TESTO DA ANALIZZARE:

mondo, era diventato per molti soprattutto il fratello di un dittatore. Quello
che ha a sua volta incontrato il Papa e ha annunciato di essere pronto a
“tornare a pregare”. Fidel, quando incontrerà il Papa, parlerà di un futuro che
è anche politica: come costruire sull’altra riconciliazione, quella fra Cuba e
gli Stati Uniti, a cominciare dalla mediazione per porre fine alla guerra
civile in Colombia.
Insomma è
giunto il momento di buttare via il “coccodrillo” di Castro, tenuto pronto per
tanto tempo in attesa della notizia che non faceva ormai più notizia: la sua
scomparsa anche fisica. Invece eccolo risorto, un Patriarca dal lungo autunno,
come si addiceva, in fondo, a un intimo amico di Garcia Marquez, poco dopo che
i primi refoli di primavera spirassero sul regno che era stato suo ed è ancora
governato in suo nome. Con lui sarebbe scomparso l’Ultimo Comunista (o si
diceva fino all’altro ieri, prima che nell’America Latina cominciassero a rispuntare
i suoi emuli che si definiscono discepoli) e invece ha avuto l’abbraccio di un
Papa.
Di questa
“resurrezione” Fidel non aveva né colpe né meriti. Era morto al mondo. Ma un
pezzo di mondo lo aveva riscoperto: ritenevano di avere bisogno di una leggenda
vivente, il Che Guevara era leggenda ma morto da troppo. E allora avevano
cominciato ad evocare Fidel, rispolverando di lui il passato remoto. Ma adesso
Fidel è di nuovo coinvolto in una leggenda di simbolo opposto e imprevedibile:
quello del Conciliatore. Sono memoria antica, adesso, la sua infanzia e la sua
giovinezza piccolo borghesi, l’attacco alla caserma dei fedeli del dittatore
Fulgencio Batista, il carcere, la grazia e l’esilio, la lunga avventura di
guerra.
L’infanzia
e la giovinezza piccolo borghesi, l’attacco alla caserma dei fedeli del
dittatore Fulgencio Batista, il carcere, la grazia e l’esilio, la lunga
avventura sulla Sierra, l’ascesa a prediletto dei mass media “progressisti”

DATI FORNITI:

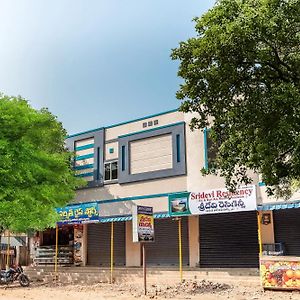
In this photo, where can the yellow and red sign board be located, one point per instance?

DA SVOLGERE:
A – Riscriva sotto forma di elenco puntato il paragrafo del testo su Fidel Castro che inizia con «Di questa “resurrezione”», mantenendone i fatti principali.
B – Secondo il testo su Fidel Castro, quale simbolo rappresenta ora la nuova leggenda in cui è coinvolto Fidel?
C – Prosegua il testo su Fidel Castro a partire dalle ultime parole riportate, «l'ascesa a prediletto dei mass media “progressisti”».

SOLUZIONI:
A –
- Fidel non aveva né colpe né meriti per questa «resurrezione»: era morto al mondo.
- Una parte del mondo lo aveva riscoperto perché riteneva di avere bisogno di una leggenda vivente, dato che Che Guevara era leggenda ma morto da troppo tempo.
- Per questo si era cominciato a evocare Fidel, rispolverandone il passato remoto.
- Ora Fidel è coinvolto in una leggenda di segno opposto e imprevedibile: quella del Conciliatore.
- Sono ormai memoria antica l'infanzia e la giovinezza piccolo borghesi, l'attacco alla caserma dei fedeli del dittatore Fulgencio Batista, il carcere, la grazia e l'esilio e la lunga avventura di guerra.

B – Il simbolo del Conciliatore.

C –
americani, la vittoria, il potere. E il successo più famoso, quello sulla
“controrivoluzione” armata dalla Cia e abbandonata da Kennedy sulle spiagge
della Baia dei Porci. L’agiografia resuscitata sorvola sul resto, che include
la gestione fallimentare di mezzo secolo. Fidel Castro inaugurò il suo potere
facendo celebrare negli stadi i processi ai nemici politici prima delle
esecuzioni capitali. Lo ha ricordato di recente, fra l’altro, la figlia Alina:
“Guardavamo dei filmetti e di colpo ci fecero vedere delle fucilazioni”. Prima
dei “batistiani” poi, ma senza tv, di centinaia di compagni di lotta che si
erano rifiutati di seguire Fidel nella strada dell’asservimento a Mosca e poi
nelle avventure per esportare la “rivoluzione” come nella remota Angola, di
appoggio a interessi strategici dell’Urss in cambio del mantenimento dell’isola
da parte del Cremlino mentre i cubani fuggivano affrontando il mare sulle
zattere.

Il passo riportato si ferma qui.